## WHAT TO DO
Quote exactly, and only, the lines from the one containing "the sky, the" through the end of the material below. Skip pictures.

Image point annotation entries:
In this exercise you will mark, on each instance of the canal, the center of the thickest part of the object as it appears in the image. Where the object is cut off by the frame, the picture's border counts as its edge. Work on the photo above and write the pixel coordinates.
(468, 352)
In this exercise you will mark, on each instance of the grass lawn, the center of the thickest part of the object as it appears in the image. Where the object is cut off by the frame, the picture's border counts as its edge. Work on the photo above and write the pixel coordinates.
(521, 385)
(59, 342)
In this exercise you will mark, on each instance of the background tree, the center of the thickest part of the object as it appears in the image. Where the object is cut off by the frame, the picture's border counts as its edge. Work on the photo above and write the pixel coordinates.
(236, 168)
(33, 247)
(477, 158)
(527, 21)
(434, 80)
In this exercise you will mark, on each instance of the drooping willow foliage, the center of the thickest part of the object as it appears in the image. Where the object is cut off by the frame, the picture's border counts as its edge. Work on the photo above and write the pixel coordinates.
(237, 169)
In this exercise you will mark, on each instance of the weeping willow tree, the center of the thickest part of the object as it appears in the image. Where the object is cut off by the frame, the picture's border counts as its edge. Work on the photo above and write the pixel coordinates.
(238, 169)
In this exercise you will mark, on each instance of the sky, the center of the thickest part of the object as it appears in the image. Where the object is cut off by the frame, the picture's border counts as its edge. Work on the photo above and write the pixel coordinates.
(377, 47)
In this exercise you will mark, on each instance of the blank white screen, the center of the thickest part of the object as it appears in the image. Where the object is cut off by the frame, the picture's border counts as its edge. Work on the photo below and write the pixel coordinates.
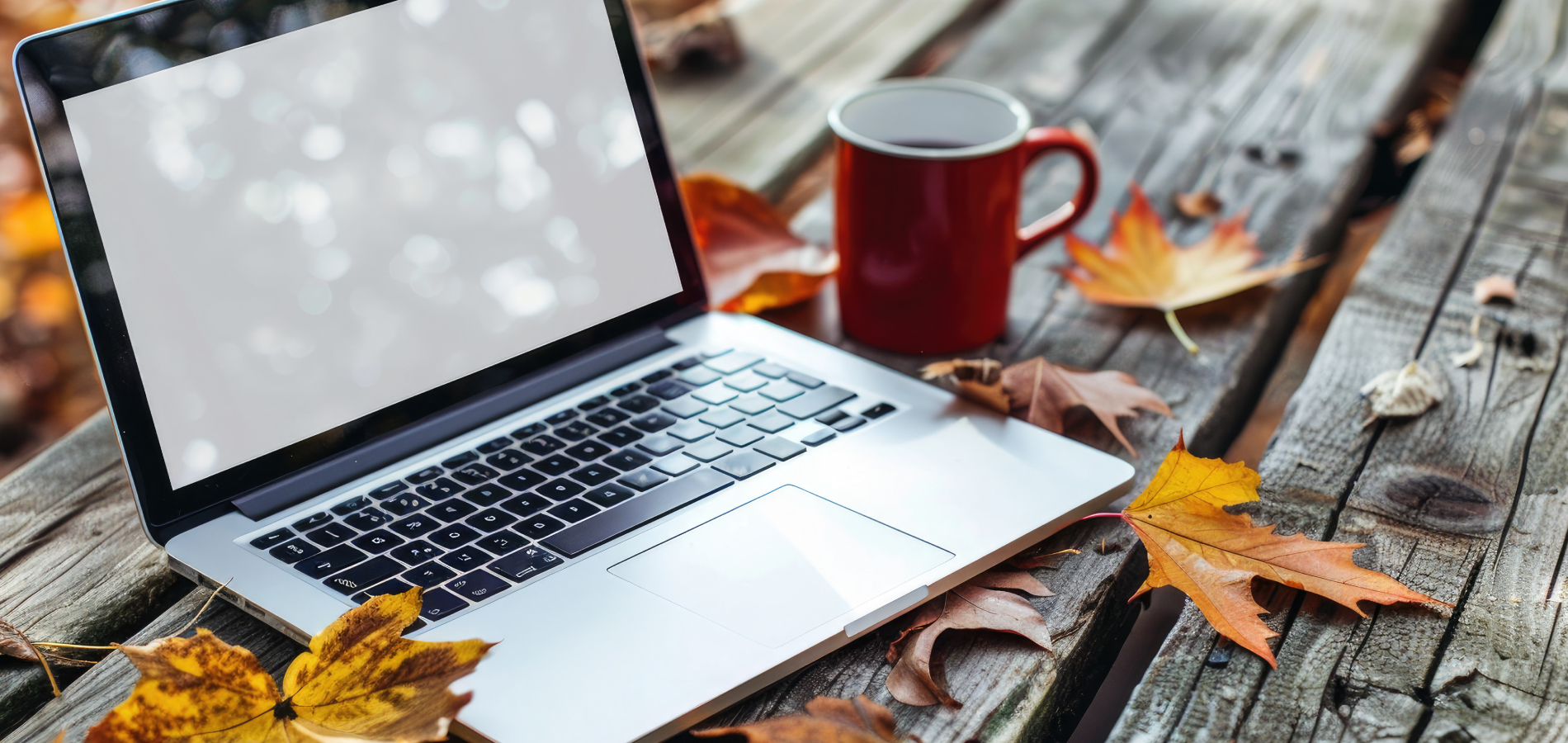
(320, 225)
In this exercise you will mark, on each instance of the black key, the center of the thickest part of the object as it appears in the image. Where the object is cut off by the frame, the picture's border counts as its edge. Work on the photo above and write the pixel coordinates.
(574, 510)
(494, 446)
(388, 490)
(620, 436)
(508, 460)
(416, 552)
(527, 504)
(386, 587)
(654, 422)
(272, 540)
(538, 526)
(559, 490)
(477, 585)
(378, 542)
(877, 411)
(524, 565)
(609, 495)
(555, 464)
(441, 603)
(474, 474)
(744, 464)
(414, 526)
(529, 432)
(466, 558)
(428, 575)
(331, 535)
(637, 511)
(454, 537)
(294, 552)
(607, 418)
(364, 575)
(627, 460)
(460, 460)
(640, 403)
(576, 432)
(486, 495)
(489, 519)
(451, 510)
(502, 542)
(588, 450)
(541, 446)
(595, 474)
(425, 476)
(439, 488)
(815, 402)
(329, 561)
(521, 480)
(355, 504)
(313, 521)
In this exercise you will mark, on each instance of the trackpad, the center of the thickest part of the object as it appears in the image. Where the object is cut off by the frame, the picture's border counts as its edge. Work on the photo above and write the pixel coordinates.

## EXERCISE ANSWER
In this exercise you will mark, on each instance of the sky, the center of the thickest part of the object as it appears in the image. Where the object is cut off by the frame, the picture's border counts as its edge. Work on the photo above and write the pixel coordinates.
(377, 47)
In this exercise you will mark, on each instance of the blank white screen, the center of the thickest part of the object as it appears in the image. Where the object is cut off by the frame, the picture's border counts as its edge. Work on the photo below and write the pixel coordinates.
(320, 225)
In this exercise you will mark, on each instance of the black key, the center of the thickest part of the object as it appears in the image. Where the object is cut off by the frame, the picture's border counts as its edge. Work on the photo above and write the pixel coordinates.
(574, 510)
(494, 446)
(388, 490)
(620, 436)
(508, 460)
(416, 552)
(527, 504)
(386, 587)
(654, 422)
(272, 540)
(538, 526)
(559, 490)
(477, 585)
(378, 542)
(877, 411)
(524, 565)
(609, 495)
(555, 464)
(441, 603)
(474, 474)
(744, 464)
(414, 526)
(529, 432)
(466, 558)
(428, 575)
(331, 535)
(637, 511)
(454, 537)
(294, 552)
(607, 418)
(364, 575)
(627, 460)
(460, 460)
(640, 403)
(576, 432)
(486, 495)
(489, 519)
(451, 510)
(502, 542)
(588, 450)
(541, 446)
(595, 474)
(425, 476)
(439, 488)
(815, 402)
(329, 561)
(521, 480)
(355, 504)
(313, 521)
In this exercise you will mark, on each instance of the trackpad, the center of the thickest part of the object as it appears in the image. Where the object is cut off by the frame, the picture's border counts as its edge. Work on the photo above and write the pixel coordinates.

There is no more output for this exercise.